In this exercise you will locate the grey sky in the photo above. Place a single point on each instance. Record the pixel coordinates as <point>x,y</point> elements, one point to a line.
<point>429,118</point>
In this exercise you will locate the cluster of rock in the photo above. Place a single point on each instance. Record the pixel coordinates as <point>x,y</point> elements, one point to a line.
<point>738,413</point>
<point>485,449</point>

# [WHAT YOU WILL DO]
Every line of the data above is to be repeated exactly.

# [ANSWER SPACE]
In this exercise you will locate the grey sky in the photo above. Place a single point on each instance. Record the pixel coordinates as <point>x,y</point> elements, one point to a line.
<point>429,118</point>
In this exercise you will locate the cluster of rock in the photo above. Place a single point on each instance. Record the pixel coordinates as <point>x,y</point> elements, one point to a line.
<point>738,413</point>
<point>485,449</point>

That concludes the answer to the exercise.